Introduction
Exercise intolerance and chest pain are common symptoms in patients with pectus excavatum (pectus). In a prospective observational study of 327 pectus patients nearly two-thirds reported limited endurance and shortness of breath with exercise and more than half had chest pain1. The frequency of symptoms is also common; an online international survey of 331 pectus patients found 46% reported daily dyspnea and chest pain and another 19% reported weekly symptoms2.
The mechanisms leading to the symptom burden in pectus patients are currently unclear. Many investigators propose the exercise intolerance in pectus is directly related to compromise in the cardiovascular response from the anatomic distortion of the chest wall3-5. In more extensive cases of pectus, the internally displaced chest wall may compress the lungs and may reduce resting lung volumes. In a study of over 1,500 Pectus patients collected over 20 years, Kelly et al reported the distributive curve for forced vital capacity (FVC) and forced expiratory volume at one second (FEV1) are significantly shifted to lower values compared with normative standards6. Two smaller studies also demonstrated small but significant decreases in the FVC and FEV1 when comparing pectus with age-matched controls5,7.

WHAT IS REQUIRED. Copy the whole introduction on pectus excavatum word for word, without changing anything. You won't need the records for this.

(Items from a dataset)
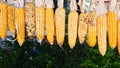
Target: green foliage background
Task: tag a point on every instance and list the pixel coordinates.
(34, 55)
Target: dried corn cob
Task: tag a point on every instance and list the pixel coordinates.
(40, 19)
(20, 22)
(60, 22)
(82, 26)
(72, 24)
(3, 19)
(30, 19)
(49, 14)
(92, 25)
(101, 29)
(118, 26)
(112, 25)
(11, 17)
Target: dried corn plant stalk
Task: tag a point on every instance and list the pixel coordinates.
(11, 17)
(82, 25)
(3, 19)
(30, 18)
(20, 22)
(112, 24)
(102, 29)
(72, 24)
(118, 25)
(49, 21)
(40, 19)
(60, 22)
(92, 25)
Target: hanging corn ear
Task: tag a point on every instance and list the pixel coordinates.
(118, 25)
(20, 22)
(112, 25)
(92, 25)
(60, 22)
(3, 19)
(30, 18)
(40, 19)
(82, 25)
(49, 14)
(72, 24)
(11, 17)
(101, 29)
(82, 28)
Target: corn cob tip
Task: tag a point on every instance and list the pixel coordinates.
(112, 47)
(2, 38)
(103, 54)
(82, 40)
(20, 43)
(71, 47)
(40, 41)
(51, 43)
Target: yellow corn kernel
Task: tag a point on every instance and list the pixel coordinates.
(118, 29)
(40, 22)
(82, 27)
(60, 25)
(3, 20)
(92, 29)
(112, 29)
(101, 34)
(11, 19)
(20, 24)
(30, 19)
(49, 25)
(72, 28)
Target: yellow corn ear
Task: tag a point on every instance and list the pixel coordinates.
(112, 29)
(72, 28)
(20, 25)
(3, 20)
(92, 29)
(11, 19)
(82, 27)
(50, 25)
(30, 19)
(101, 34)
(118, 29)
(60, 25)
(40, 22)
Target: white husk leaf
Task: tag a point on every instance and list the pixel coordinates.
(49, 4)
(10, 1)
(112, 5)
(60, 3)
(39, 3)
(73, 5)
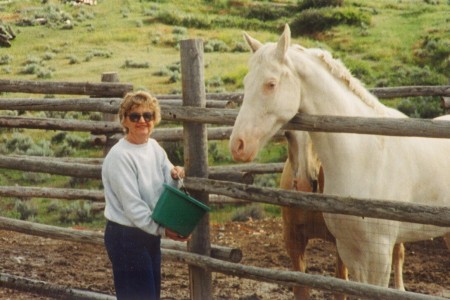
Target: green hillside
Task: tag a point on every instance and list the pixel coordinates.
(384, 43)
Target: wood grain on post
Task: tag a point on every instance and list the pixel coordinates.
(196, 158)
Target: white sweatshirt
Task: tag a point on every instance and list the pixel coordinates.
(133, 177)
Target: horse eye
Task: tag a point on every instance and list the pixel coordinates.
(270, 85)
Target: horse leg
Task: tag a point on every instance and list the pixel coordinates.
(368, 261)
(295, 243)
(398, 258)
(447, 240)
(342, 273)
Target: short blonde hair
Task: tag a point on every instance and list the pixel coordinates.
(135, 99)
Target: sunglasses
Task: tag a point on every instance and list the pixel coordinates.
(135, 117)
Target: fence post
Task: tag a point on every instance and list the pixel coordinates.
(109, 142)
(196, 158)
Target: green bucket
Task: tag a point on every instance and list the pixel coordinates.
(178, 211)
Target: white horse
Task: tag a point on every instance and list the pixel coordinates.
(284, 80)
(303, 172)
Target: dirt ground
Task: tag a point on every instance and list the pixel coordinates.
(426, 269)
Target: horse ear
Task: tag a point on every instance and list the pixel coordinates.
(284, 43)
(254, 44)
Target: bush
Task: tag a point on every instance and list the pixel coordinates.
(216, 46)
(421, 107)
(316, 20)
(5, 59)
(305, 4)
(266, 12)
(434, 52)
(136, 65)
(25, 210)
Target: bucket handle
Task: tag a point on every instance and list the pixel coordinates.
(183, 187)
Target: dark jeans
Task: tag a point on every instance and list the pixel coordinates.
(136, 260)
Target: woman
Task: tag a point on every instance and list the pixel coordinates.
(133, 174)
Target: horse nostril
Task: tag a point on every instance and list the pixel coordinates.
(241, 145)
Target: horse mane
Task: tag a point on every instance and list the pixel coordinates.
(337, 69)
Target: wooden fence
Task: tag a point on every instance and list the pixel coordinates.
(193, 110)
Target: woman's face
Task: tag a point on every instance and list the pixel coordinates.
(140, 123)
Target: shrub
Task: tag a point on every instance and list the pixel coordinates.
(136, 65)
(216, 46)
(305, 4)
(266, 12)
(316, 20)
(434, 52)
(421, 107)
(25, 210)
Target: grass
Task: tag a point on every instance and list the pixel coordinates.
(104, 37)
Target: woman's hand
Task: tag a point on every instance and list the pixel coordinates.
(177, 172)
(175, 236)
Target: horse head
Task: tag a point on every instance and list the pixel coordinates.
(271, 97)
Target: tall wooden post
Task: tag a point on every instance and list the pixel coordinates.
(109, 141)
(196, 158)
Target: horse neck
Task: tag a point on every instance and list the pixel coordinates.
(325, 93)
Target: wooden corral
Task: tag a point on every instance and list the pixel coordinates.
(194, 109)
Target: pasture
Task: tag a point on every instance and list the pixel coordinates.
(226, 233)
(83, 266)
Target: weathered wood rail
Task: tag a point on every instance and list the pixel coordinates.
(216, 110)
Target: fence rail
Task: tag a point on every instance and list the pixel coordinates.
(218, 112)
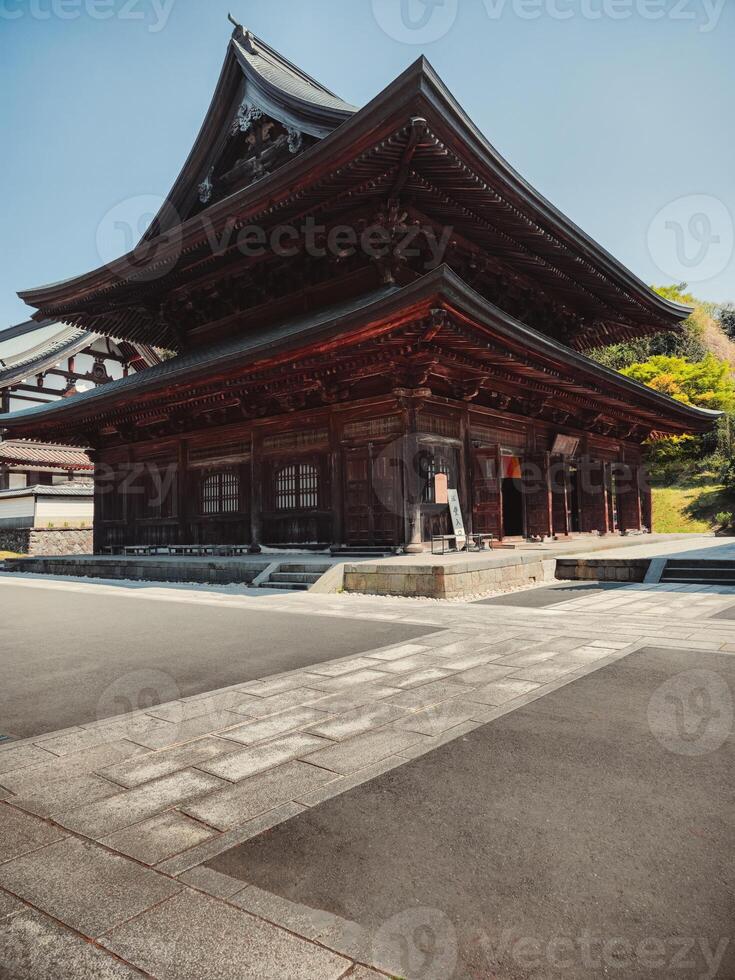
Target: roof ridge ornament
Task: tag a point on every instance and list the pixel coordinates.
(243, 35)
(247, 113)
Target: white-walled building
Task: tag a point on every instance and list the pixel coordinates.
(42, 362)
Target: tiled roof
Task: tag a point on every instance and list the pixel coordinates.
(279, 72)
(60, 490)
(18, 452)
(66, 343)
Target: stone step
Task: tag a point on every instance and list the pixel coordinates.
(694, 571)
(700, 563)
(371, 550)
(308, 577)
(317, 568)
(288, 586)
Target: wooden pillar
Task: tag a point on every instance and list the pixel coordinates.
(98, 510)
(593, 495)
(185, 496)
(410, 400)
(467, 471)
(537, 492)
(629, 498)
(256, 496)
(559, 480)
(336, 480)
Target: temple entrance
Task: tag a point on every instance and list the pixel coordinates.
(373, 502)
(573, 501)
(512, 507)
(511, 489)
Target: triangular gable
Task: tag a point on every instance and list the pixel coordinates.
(264, 112)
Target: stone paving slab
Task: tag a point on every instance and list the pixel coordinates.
(153, 765)
(34, 947)
(162, 813)
(158, 838)
(297, 918)
(195, 925)
(26, 756)
(257, 758)
(439, 717)
(212, 882)
(130, 806)
(228, 807)
(245, 831)
(432, 693)
(62, 794)
(500, 691)
(277, 703)
(27, 780)
(362, 750)
(84, 886)
(279, 724)
(358, 720)
(20, 833)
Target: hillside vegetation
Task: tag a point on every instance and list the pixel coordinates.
(693, 478)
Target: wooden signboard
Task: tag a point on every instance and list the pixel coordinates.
(457, 522)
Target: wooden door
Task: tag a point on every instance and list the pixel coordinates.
(487, 505)
(373, 500)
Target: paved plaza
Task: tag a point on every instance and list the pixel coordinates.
(449, 804)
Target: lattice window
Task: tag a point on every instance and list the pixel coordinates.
(221, 492)
(297, 487)
(429, 464)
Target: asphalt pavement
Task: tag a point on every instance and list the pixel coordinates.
(69, 658)
(587, 834)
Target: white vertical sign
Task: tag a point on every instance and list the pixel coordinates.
(456, 513)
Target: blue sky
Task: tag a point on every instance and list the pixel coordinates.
(621, 114)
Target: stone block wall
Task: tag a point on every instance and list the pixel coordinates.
(47, 541)
(445, 581)
(602, 569)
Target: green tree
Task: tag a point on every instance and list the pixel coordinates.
(706, 383)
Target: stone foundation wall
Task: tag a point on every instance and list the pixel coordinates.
(602, 569)
(223, 572)
(47, 541)
(445, 581)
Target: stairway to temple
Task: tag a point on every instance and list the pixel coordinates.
(295, 577)
(361, 551)
(691, 571)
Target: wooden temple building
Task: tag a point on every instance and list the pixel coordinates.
(41, 363)
(358, 299)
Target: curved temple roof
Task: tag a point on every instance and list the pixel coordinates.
(388, 306)
(454, 168)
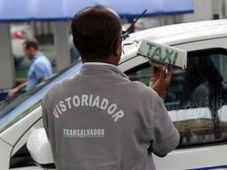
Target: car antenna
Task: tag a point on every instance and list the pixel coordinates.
(125, 34)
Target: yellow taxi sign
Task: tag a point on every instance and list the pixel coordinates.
(163, 54)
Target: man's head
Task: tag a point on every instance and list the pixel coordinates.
(30, 48)
(96, 34)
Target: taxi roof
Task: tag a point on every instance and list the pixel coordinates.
(176, 34)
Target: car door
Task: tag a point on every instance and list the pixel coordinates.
(197, 104)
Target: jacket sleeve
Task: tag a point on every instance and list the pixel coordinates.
(165, 136)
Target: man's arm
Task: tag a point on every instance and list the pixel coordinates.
(15, 90)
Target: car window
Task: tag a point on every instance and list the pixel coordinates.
(15, 110)
(197, 97)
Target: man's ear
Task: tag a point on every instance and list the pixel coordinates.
(117, 49)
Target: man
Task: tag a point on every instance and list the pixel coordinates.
(39, 71)
(100, 120)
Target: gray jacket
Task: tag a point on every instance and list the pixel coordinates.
(100, 120)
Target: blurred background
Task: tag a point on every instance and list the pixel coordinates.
(55, 40)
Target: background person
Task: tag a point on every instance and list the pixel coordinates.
(39, 71)
(101, 120)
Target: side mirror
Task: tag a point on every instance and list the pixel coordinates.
(39, 147)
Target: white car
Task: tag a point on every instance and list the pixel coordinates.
(196, 100)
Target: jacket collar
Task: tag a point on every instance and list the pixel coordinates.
(98, 68)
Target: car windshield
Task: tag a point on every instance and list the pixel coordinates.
(12, 111)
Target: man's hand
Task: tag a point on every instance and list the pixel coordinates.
(160, 80)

THE ANSWER.
Introduction
Exercise intolerance and chest pain are common symptoms in patients with pectus excavatum (pectus). In a prospective observational study of 327 pectus patients nearly two-thirds reported limited endurance and shortness of breath with exercise and more than half had chest pain1. The frequency of symptoms is also common; an online international survey of 331 pectus patients found 46% reported daily dyspnea and chest pain and another 19% reported weekly symptoms2.
The mechanisms leading to the symptom burden in pectus patients are currently unclear. Many investigators propose the exercise intolerance in pectus is directly related to compromise in the cardiovascular response from the anatomic distortion of the chest wall3-5. In more extensive cases of pectus, the internally displaced chest wall may compress the lungs and may reduce resting lung volumes. In a study of over 1,500 Pectus patients collected over 20 years, Kelly et al reported the distributive curve for forced vital capacity (FVC) and forced expiratory volume at one second (FEV1) are significantly shifted to lower values compared with normative standards6. Two smaller studies also demonstrated small but significant decreases in the FVC and FEV1 when comparing pectus with age-matched controls5,7.